■ **PAGE EXTRACT**:
[Start]
Leading Australian sound artist, composer and curator Lawrence English once described to an interviewer the origins of his passion for field recording, an art that has taken him around the world to many a unique location, as you’ll gather from sampling his works on SoundCloud. In the 1980s, his father would take him and his brother bird-watching or, as instructed in the case of the reed warbler, bird-listening — to first close their eyes in order to locate the hard-to-find bird: “It sounded incredible, like a modular synthesizer on steroids,” writes English.

For his performance in the Cleveland Contemporary Music Event (CCME), English will present Viento: Blizzards of Antarctica and Beyond, mixing sounds he recorded at Argentina’s Antarctic Station. He writes, “The wind battered the base structures and telecommunications equipment, making a range of unusual tonal phase drones, which you can hear in the recordings… Listening back to these recordings I am struck by the sheer physicality of the wind. It’s rare that you feel physically reduced by the motion of air, but in both Patagonia and Antarctica that is just how I felt. A small speck of organic dust in a howling storm.”

Rather than a documentary, Viento is field recording as visceral poetry and it’s about the intersection between what English heard, recorded and will mix in the theatre and what each listener in the audience will experience, refracted by their own associations when the Antarctic blizzards buffet their ears, as the artist explained to me by email while on a European tour.

 

Viento, Blizzards of Antarctica and Beyond, Lawrence English, photo courtesy the artist

In the festival press release, you describe your concerts as “innately synaesthetic.” In what sense are they synaesthetic?

That statement applies more to my solo musical works such as Cruel Optimism. There is a point of nexus where sound transgresses audition and becomes ‘physical,’ where I think a point of synaesthetic realisation can and does occur. This ties into the work I am doing in performance around the concept of the body as an ear — recognising the notion of vibration, more broadly, as an approachable material comprehension of sound.

 

Will the audience, as you did, feel the force of the winds and sense being reduced to a speck?
[End]
■ **TASK DIRECTIONS**:
Reproduce the Lawrence English interview above word for word, from start to finish.

■ **ENTRIES SUPPLIED**:
[Start]
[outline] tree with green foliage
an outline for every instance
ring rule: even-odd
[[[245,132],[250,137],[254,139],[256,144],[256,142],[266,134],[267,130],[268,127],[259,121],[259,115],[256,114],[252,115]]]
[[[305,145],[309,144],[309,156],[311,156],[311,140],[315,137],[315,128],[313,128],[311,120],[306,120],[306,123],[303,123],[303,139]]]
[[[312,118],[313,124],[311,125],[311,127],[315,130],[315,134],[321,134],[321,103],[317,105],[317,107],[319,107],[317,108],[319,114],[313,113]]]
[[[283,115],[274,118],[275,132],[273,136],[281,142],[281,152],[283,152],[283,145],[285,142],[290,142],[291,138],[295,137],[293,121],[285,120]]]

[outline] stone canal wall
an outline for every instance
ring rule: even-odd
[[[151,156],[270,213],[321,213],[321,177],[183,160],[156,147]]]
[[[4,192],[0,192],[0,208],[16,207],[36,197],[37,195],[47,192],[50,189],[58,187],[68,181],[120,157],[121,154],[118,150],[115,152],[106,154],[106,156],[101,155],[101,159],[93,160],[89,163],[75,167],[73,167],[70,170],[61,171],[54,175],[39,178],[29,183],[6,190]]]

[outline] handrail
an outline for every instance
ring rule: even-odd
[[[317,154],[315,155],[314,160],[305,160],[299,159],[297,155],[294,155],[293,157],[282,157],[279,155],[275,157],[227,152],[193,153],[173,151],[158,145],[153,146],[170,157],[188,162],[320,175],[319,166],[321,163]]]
[End]
■ **ANSWER TO THIS TASK**:
Leading Australian sound artist, composer and curator Lawrence English once described to an interviewer the origins of his passion for field recording, an art that has taken him around the world to many a unique location, as you’ll gather from sampling his works on SoundCloud. In the 1980s, his father would take him and his brother bird-watching or, as instructed in the case of the reed warbler, bird-listening — to first close their eyes in order to locate the hard-to-find bird: “It sounded incredible, like a modular synthesizer on steroids,” writes English.

For his performance in the Cleveland Contemporary Music Event (CCME), English will present Viento: Blizzards of Antarctica and Beyond, mixing sounds he recorded at Argentina’s Antarctic Station. He writes, “The wind battered the base structures and telecommunications equipment, making a range of unusual tonal phase drones, which you can hear in the recordings… Listening back to these recordings I am struck by the sheer physicality of the wind. It’s rare that you feel physically reduced by the motion of air, but in both Patagonia and Antarctica that is just how I felt. A small speck of organic dust in a howling storm.”

Rather than a documentary, Viento is field recording as visceral poetry and it’s about the intersection between what English heard, recorded and will mix in the theatre and what each listener in the audience will experience, refracted by their own associations when the Antarctic blizzards buffet their ears, as the artist explained to me by email while on a European tour.

 

Viento, Blizzards of Antarctica and Beyond, Lawrence English, photo courtesy the artist

In the festival press release, you describe your concerts as “innately synaesthetic.” In what sense are they synaesthetic?

That statement applies more to my solo musical works such as Cruel Optimism. There is a point of nexus where sound transgresses audition and becomes ‘physical,’ where I think a point of synaesthetic realisation can and does occur. This ties into the work I am doing in performance around the concept of the body as an ear — recognising the notion of vibration, more broadly, as an approachable material comprehension of sound.

 

Will the audience, as you did, feel the force of the winds and sense being reduced to a speck?